EXCERPTED RECORDS:
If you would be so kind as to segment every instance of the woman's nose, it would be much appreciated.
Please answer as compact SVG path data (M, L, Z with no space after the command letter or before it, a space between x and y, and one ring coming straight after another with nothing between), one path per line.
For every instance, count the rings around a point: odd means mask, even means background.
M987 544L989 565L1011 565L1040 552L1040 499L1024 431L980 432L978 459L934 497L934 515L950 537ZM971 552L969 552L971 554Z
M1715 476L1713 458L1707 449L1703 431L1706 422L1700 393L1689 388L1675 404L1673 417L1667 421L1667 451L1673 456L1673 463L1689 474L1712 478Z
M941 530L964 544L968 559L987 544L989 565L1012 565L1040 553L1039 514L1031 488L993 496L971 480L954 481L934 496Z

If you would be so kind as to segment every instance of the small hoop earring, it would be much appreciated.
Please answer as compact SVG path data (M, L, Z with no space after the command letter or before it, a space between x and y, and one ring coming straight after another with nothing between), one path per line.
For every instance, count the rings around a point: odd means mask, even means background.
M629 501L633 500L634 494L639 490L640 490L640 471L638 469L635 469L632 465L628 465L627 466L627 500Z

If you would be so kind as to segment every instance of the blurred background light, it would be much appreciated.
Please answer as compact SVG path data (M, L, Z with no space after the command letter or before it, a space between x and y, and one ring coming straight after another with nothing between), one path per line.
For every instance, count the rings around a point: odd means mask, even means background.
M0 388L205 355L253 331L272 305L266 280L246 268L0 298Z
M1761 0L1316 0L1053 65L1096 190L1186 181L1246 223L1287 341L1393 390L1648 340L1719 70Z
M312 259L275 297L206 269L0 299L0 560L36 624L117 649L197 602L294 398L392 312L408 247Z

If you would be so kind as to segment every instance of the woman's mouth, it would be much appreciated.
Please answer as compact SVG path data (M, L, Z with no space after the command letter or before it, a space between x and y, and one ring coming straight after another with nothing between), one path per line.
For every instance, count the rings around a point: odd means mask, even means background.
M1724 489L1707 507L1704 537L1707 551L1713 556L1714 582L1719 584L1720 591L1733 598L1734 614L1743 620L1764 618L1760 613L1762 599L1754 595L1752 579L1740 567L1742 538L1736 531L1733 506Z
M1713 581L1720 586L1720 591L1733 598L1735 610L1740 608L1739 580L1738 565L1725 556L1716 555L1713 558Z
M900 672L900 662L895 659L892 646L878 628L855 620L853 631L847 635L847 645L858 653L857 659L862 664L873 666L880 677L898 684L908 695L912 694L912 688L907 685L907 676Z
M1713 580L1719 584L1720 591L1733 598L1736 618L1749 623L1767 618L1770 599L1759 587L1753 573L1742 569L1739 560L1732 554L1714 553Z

WHAT IS BEING ASKED:
Nothing in the records above may be left out when you repeat them exactly.

RESULT BELOW:
If you would be so kind as to segment every instance of the woman's nose, it would be much appreciated.
Please answer as compact SVG path data (M, L, Z with no space after the command letter or before it, a space between x and y, and one ring coming straight after another with nothing between), one path per line.
For every instance, count the rings around a point: odd means mask, even means background.
M987 544L989 565L1011 565L1040 552L1040 499L1024 431L980 432L978 459L934 497L934 515L950 537ZM971 552L969 552L971 554Z
M1715 476L1713 458L1707 449L1703 431L1706 422L1700 393L1689 388L1675 404L1673 417L1667 421L1667 451L1673 456L1673 463L1689 474L1712 478Z
M941 530L964 544L968 559L987 544L989 565L1012 565L1040 553L1039 514L1031 488L993 496L971 480L954 481L934 496Z

If you would be so kind as to segment every instance of the small hoop earring, it would be much appreciated.
Please answer as compact SVG path data (M, L, Z with no space after the command letter or before it, a space between x and y, and one ring coming straight after another with nothing between), one path per line.
For every instance, count the rings around a point: odd means mask, even means background.
M629 501L633 500L634 494L639 490L640 490L640 471L638 469L635 469L632 465L628 465L627 466L627 500Z

If you would be so kind as to segment every instance of the blurred background light, it would be much appreciated.
Please answer as compact SVG path data (M, L, Z with no space after the command letter or before it, a space between x and y, and one ring coming straight after another with nothing between), one path per line.
For every instance, count the rings around a point: odd means mask, even means background.
M0 388L205 355L253 331L272 305L266 280L246 268L0 298Z
M1761 0L1316 0L1053 65L1096 190L1186 181L1246 223L1287 341L1393 390L1648 340L1719 70Z
M312 259L275 297L206 269L0 299L0 560L36 624L117 649L197 602L294 398L392 312L408 247Z

If you would be so kind as to segment every instance of the woman's mouth, it would be much appreciated.
Please answer as compact SVG path data (M, L, Z with no space after the command letter or before it, a space between x and y, and one ring coming straight after another with nothing between), one path per line.
For every instance, count the rings around a point: odd means mask, even means background.
M1724 489L1707 507L1704 537L1707 551L1713 556L1714 582L1719 584L1720 591L1733 598L1734 614L1743 620L1764 618L1760 613L1762 599L1754 595L1752 579L1740 567L1742 538L1736 531L1733 506Z
M1713 581L1720 586L1720 591L1733 598L1735 610L1740 608L1739 580L1738 565L1725 556L1716 555L1713 558Z
M900 672L900 662L895 659L892 646L878 628L855 620L853 631L847 635L847 645L858 653L857 659L862 664L873 666L880 677L898 684L908 695L912 694L912 688L907 685L907 676Z
M1713 580L1719 584L1720 591L1733 598L1736 618L1749 623L1767 618L1770 599L1759 587L1753 573L1742 569L1739 560L1732 554L1714 553Z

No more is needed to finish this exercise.